*** Task inputs Section Begins ***

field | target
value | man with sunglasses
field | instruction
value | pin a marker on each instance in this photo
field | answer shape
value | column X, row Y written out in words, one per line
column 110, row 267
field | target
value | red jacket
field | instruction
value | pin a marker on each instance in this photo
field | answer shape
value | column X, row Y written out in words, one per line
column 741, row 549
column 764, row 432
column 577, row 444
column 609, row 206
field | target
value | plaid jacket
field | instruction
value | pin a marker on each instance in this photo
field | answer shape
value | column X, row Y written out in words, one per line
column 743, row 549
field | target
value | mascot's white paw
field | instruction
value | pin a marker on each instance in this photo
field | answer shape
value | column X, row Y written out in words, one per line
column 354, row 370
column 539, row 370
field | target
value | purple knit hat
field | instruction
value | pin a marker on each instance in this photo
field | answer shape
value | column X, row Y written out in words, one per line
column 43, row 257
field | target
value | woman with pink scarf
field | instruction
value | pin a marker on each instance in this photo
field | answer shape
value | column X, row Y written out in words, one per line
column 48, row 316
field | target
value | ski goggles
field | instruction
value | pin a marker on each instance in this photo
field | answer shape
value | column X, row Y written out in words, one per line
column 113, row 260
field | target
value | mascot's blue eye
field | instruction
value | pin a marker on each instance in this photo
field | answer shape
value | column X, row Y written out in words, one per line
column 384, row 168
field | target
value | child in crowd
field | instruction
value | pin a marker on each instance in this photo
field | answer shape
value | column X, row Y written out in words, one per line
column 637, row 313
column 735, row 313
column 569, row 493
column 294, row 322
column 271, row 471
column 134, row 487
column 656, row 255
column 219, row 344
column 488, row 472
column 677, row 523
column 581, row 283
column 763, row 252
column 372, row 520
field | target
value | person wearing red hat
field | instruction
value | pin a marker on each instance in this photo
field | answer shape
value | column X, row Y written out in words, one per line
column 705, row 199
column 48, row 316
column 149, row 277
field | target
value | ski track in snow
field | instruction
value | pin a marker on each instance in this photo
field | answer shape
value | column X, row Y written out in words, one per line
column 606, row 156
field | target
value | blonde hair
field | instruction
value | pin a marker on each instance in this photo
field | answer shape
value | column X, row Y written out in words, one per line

*** Task inputs Section Ends ***

Exercise details:
Among the records, find every line holding the word "mascot" and copy it.

Expected answer:
value | mascot's white paw
value | mascot's blue eye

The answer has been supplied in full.